#### YOUR TASK
Copy out the data from the line with "The goal for" up to and including the line with "positive clicks: (361, 921)", leaving every character unchanged.

#### DATA LISTING

··········

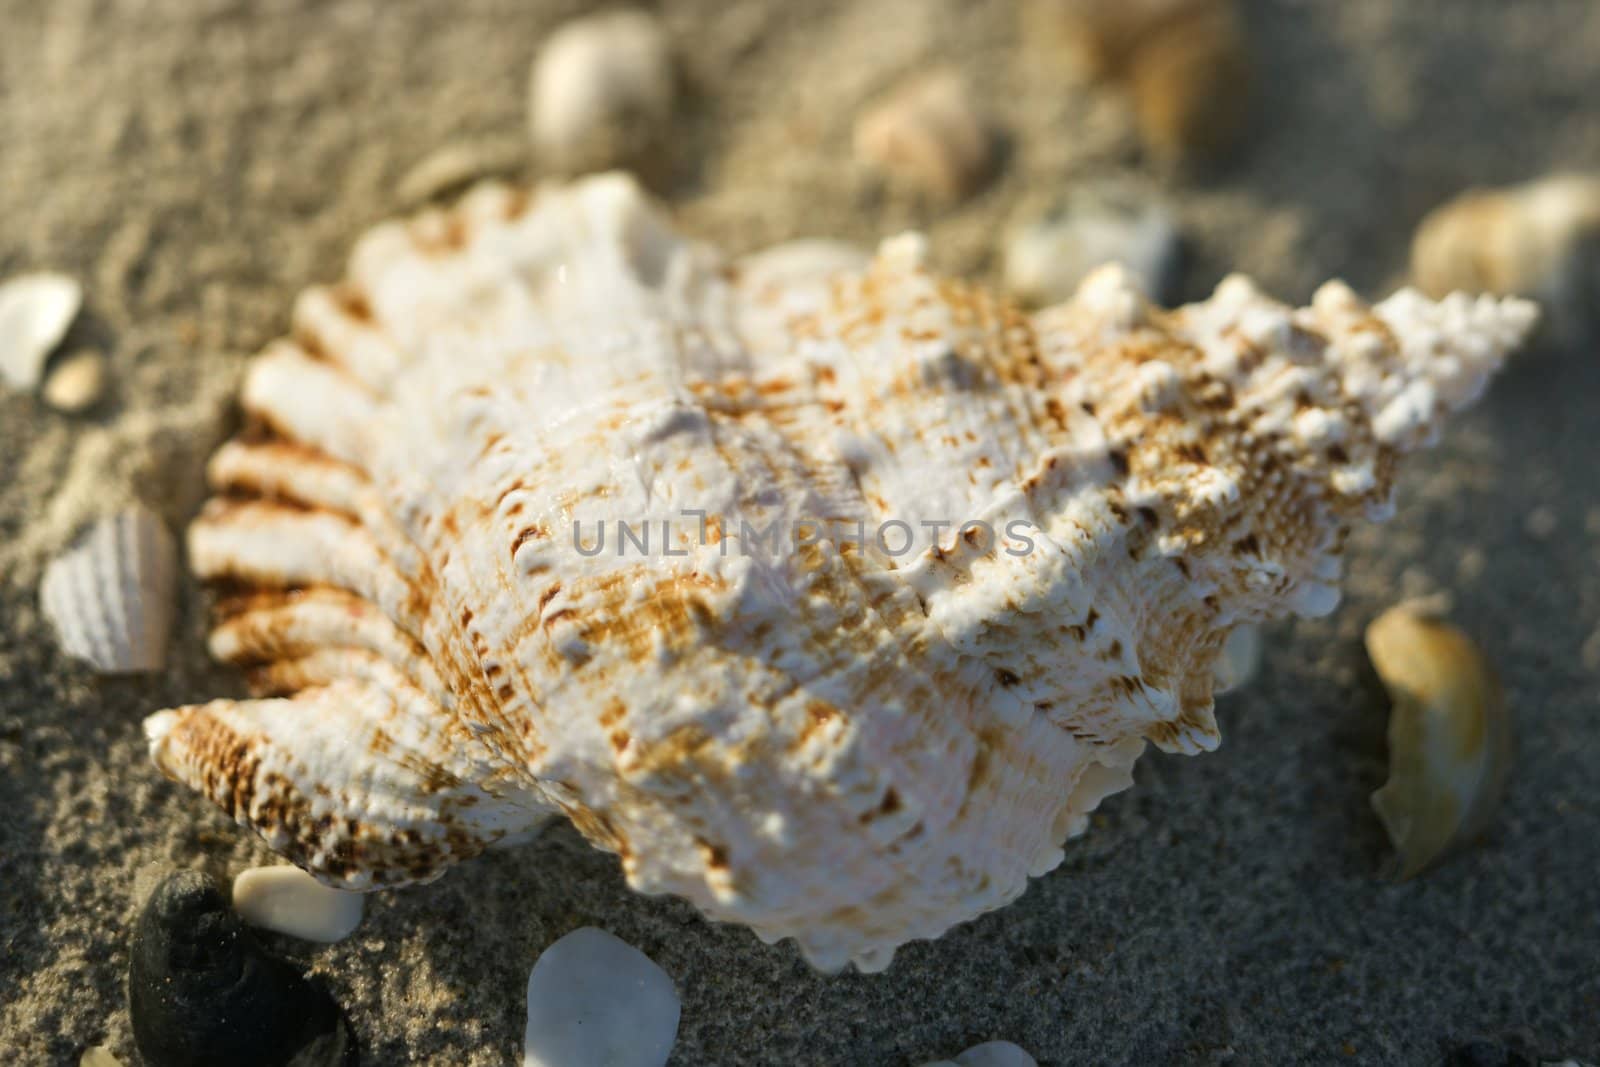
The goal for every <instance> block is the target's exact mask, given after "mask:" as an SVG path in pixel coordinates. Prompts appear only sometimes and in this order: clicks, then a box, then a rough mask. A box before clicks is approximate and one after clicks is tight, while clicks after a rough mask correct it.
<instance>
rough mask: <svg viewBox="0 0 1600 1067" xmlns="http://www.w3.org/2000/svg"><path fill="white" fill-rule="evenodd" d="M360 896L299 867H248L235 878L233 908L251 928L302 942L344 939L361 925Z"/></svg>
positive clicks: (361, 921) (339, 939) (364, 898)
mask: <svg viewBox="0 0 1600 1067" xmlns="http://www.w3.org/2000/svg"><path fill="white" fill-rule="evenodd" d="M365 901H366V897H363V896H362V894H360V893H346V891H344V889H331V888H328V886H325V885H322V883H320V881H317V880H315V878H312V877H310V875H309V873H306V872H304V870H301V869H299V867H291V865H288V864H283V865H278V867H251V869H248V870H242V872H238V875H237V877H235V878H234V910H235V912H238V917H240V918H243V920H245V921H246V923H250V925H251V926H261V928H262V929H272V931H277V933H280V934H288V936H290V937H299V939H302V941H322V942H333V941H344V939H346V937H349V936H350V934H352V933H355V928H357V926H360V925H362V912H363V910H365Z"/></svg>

··········

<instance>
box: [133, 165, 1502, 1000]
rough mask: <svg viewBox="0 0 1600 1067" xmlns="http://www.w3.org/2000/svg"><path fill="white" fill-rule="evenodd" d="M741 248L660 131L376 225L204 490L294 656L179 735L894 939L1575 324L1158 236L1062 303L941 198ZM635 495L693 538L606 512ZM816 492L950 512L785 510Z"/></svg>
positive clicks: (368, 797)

··········

#### ANSWER AREA
The goal for every <instance> block is the target's exact mask, given after "mask:" as an SVG path in pixel coordinates. Prompts appear only sometimes and in this order: clicks, then a box, then a rough mask. A box before clicks is approximate and one after clicks is tight, while clicks after a rough mask correct it.
<instance>
rough mask: <svg viewBox="0 0 1600 1067" xmlns="http://www.w3.org/2000/svg"><path fill="white" fill-rule="evenodd" d="M360 896L299 867H248L235 878L233 908L251 928L302 942L344 939L361 925Z"/></svg>
positive clicks: (361, 921) (339, 939) (364, 898)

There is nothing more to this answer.